■ **REQUIRED TASK**: Copy out every line from the line containing "Pick out the empty" through the line containing "<point>220,201</point>", offsetting each coordinate in the answer points by -96 and leaving all other lines unchanged.

■ **RECORDS TO PROCESS**:
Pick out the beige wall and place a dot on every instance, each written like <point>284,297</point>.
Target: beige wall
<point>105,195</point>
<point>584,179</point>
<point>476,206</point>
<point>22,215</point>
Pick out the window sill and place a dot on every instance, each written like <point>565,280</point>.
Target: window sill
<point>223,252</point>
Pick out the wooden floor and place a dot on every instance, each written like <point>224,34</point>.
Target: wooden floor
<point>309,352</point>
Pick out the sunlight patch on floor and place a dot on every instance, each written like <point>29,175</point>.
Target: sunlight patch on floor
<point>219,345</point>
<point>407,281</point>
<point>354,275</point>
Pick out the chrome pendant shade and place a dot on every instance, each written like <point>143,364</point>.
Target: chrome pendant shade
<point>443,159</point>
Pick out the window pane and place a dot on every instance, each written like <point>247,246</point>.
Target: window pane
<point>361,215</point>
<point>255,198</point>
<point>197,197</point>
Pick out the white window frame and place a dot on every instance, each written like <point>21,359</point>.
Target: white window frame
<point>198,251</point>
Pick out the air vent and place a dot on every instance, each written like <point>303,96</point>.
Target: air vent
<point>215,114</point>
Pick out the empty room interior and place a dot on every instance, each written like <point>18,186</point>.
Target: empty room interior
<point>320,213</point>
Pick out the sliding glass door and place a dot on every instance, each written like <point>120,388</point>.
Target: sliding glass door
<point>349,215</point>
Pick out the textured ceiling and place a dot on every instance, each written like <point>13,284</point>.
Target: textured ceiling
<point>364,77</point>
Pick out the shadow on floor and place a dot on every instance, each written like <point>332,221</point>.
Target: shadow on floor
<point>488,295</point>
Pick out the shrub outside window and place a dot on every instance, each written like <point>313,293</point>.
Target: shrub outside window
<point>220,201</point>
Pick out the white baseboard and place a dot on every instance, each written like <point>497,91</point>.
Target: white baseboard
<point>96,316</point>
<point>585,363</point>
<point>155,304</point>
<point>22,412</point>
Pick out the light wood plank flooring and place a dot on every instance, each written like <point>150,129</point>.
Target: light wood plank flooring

■ **TASK RESULT**:
Pick out the empty room interior and place a dot on every instance, each written like <point>18,186</point>.
Target: empty room interior
<point>224,117</point>
Pick out the sliding glass door and place a dot on every instance, each written like <point>120,388</point>.
Target: sliding glass door
<point>253,119</point>
Pick out the textured ceiling and place a dot on every instance, each written like <point>13,284</point>.
Target: textured ceiling
<point>268,-19</point>
Pick out the shadow on floor and place a dot on every instance, each written like <point>332,221</point>.
Target: shadow on floor
<point>392,199</point>
Pick out the shrub outside window and place a dot on every instance, each written like <point>313,293</point>.
Target: shrub outside window
<point>124,105</point>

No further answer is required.